• GOAL 1
Reproduce the rows verbatim, starting with the line that contains "the sky, one" and ending with the line that contains "point(399, 202)", including both of those lines.

7.2. You may not at any time copy, reproduce, publish in any form, share, sell, dispose of or otherwise make available to a third party in any way any of the Materials.
7.3. We grant to you a limited, non-exclusive, non-transferable, non-sub licensable revocable licence to use all or any of Materials for the purposes for which the Products or Services were provided only.
7.4. We may from time to time record the sessions being provided to you as part of the Services. You authorise us to use your image and voice in any such recordings without payment, other condition or need for further consent.
7.5. The provisions of this paragraph 7 shall survive termination of the Contract.
8. Term and termination
8.1. The Contract shall continue until the completion of the delivery of the Products or the Services when the Contract shall expire other than for the Terms that are specifically stated to remain in force.
8.2. Notwithstanding the provisions of paragraph 8.1, either of us may terminate the Contract on written notice to the other with immediate effect if at any time:
8.2.1. The other commits any serious or repeated breach of any of the provisions of these Terms; or
8.2.2. The other (i) makes a resolution for its winding up, (ii) makes an arrangement or composition with its creditors, (iii) makes an application to a court of competent jurisdiction for protection from its creditors, (iv) is unable to pay its debts, (v) ceases trading or an administration or winding-up order is made or an administrator or receiver is appointed in relation to such party, (vi) is declared bankrupt or (vii) is convicted of a custodial offence (other than a road traffic offence); or
8.2.3. The other party commits any fraud or dishonesty or acts in any manner which in the opinion of the terminating party brings or is likely to bring the terminating party into disrepute or is materially adverse to the interests of the terminating party.
8.3. On or before the date of termination of the Contract, you shall immediately pay any unpaid charges or other sums payable under these Terms.
8.4. Termination of this agreement shall not affect either of our accrued rights, remedies, obligations and liabilities of either of us as at the date of termination of this Contract, including the right to claim damages in respect of any breach of the Contract which existed at or before the date of termination.
8.5. Any delay by us in exercising our right to terminate the Contract shall not constitute a waiver of our right to terminate or to seek any other remedy.
8.6. Paragraphs which expressly or by implication have effect after termination of the Contract shall continue in full force and effect after the date of termination of the Contract.
8.7. This paragraph 8 shall survive termination of the Contract.
8.8. Where the Contract expires, this shall be treated as a termination for the purposes of paragraph 8.7 and all other paragraphs that refer to “termination”.

• RECORDS FOR THIS TASK
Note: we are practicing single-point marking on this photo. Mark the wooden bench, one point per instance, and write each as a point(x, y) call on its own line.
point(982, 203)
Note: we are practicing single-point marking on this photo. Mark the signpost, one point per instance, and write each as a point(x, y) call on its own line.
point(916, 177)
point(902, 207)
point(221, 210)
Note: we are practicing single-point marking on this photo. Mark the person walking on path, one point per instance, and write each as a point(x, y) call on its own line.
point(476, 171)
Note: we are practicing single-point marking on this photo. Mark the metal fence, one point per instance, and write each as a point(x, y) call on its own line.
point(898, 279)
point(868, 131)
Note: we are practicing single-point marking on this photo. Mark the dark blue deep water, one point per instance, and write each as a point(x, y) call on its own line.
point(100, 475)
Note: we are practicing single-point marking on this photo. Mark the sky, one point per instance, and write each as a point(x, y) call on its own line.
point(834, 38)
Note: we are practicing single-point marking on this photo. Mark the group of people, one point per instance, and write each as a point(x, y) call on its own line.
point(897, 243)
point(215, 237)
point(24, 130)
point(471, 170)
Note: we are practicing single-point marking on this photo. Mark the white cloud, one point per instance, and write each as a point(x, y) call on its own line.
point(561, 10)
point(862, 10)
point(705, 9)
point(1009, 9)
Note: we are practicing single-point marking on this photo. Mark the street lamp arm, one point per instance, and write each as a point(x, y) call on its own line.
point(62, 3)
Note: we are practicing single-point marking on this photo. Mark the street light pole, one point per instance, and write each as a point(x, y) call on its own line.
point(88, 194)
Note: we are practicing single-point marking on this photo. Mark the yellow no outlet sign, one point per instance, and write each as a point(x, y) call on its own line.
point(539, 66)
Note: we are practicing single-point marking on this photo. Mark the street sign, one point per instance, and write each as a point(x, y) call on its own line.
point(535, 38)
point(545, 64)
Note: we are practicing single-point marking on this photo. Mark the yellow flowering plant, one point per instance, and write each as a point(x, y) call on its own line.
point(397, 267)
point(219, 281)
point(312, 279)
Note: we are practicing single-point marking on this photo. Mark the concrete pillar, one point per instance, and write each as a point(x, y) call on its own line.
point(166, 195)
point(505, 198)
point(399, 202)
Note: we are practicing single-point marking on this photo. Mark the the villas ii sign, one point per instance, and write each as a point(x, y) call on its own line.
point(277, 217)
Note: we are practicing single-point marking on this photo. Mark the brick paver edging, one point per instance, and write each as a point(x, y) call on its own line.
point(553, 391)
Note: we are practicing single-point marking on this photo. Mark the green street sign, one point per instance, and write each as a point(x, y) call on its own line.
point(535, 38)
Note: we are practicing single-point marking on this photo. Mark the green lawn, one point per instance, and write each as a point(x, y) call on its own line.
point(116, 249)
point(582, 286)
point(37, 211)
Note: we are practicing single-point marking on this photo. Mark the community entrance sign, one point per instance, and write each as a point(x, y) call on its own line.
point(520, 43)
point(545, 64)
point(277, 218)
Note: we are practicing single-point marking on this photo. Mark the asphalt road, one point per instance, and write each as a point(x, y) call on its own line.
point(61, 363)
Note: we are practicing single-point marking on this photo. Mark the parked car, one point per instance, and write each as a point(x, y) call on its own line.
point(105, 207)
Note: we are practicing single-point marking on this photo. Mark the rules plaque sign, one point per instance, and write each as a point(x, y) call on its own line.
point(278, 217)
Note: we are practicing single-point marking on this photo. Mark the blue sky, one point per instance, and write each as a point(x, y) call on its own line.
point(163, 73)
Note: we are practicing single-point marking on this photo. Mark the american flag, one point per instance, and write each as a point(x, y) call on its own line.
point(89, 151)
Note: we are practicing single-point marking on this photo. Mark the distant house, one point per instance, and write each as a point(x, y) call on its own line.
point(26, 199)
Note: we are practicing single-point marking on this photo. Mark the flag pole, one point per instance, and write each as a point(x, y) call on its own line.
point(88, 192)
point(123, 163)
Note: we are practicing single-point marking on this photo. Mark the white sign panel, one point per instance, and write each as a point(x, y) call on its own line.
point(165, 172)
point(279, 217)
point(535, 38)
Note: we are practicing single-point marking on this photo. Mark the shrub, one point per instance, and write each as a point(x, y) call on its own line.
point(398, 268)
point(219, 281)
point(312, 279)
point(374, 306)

• GOAL 2
List each of the numbered circumstances, (i) through (vii), that paragraph 8.2.2 of the contract terms above gives for termination.

• ANSWER 1
Note: we are practicing single-point marking on this photo. Mark the sky, one point per instance, and write each as a point(x, y) call on its own line.
point(834, 38)
Note: we are practicing single-point marking on this photo. Mark the group of people, one point per instance, and write each as a point(x, y) call on its own line.
point(897, 243)
point(215, 237)
point(24, 130)
point(471, 170)
Note: we are practicing single-point marking on this photo. Mark the white cloud, one point per instance, and write each as a point(x, y) call on its own line.
point(561, 10)
point(862, 10)
point(705, 9)
point(1009, 9)
Note: we are practicing single-point marking on this photo. Mark the street lamp arm, one point per instance, and write each as a point(x, y) call on its own line.
point(62, 3)
Note: we are practicing single-point marking on this photo. Mark the street light pole, one point per instance, and write each as a point(x, y) call on its own line.
point(88, 194)
Note: we are practicing single-point marking on this photo. Mark the yellow no outlet sign, one point per instance, and write each as a point(x, y) call on its own line.
point(539, 66)
Note: we are practicing single-point marking on this photo. Mark the street sign, one point per instance, and write each as a point(x, y) call on its own line.
point(535, 38)
point(545, 64)
Note: we are practicing single-point marking on this photo. Mark the yellow flowering plant, one point per instance, and write each as a point(x, y) call on its own line.
point(397, 267)
point(219, 281)
point(312, 279)
Note: we are practicing single-point marking on this photo. Mark the concrete pillar, one point per instance, and write each as a point(x, y) call on its own line.
point(166, 195)
point(505, 198)
point(399, 202)

• ANSWER 2
(i) makes a resolution for its winding up
(ii) makes an arrangement or composition with its creditors
(iii) makes an application to a court of competent jurisdiction for protection from its creditors
(iv) is unable to pay its debts
(v) ceases trading or an administration or winding-up order is made or an administrator or receiver is appointed in relation to such party
(vi) is declared bankrupt
(vii) is convicted of a custodial offence (other than a road traffic offence)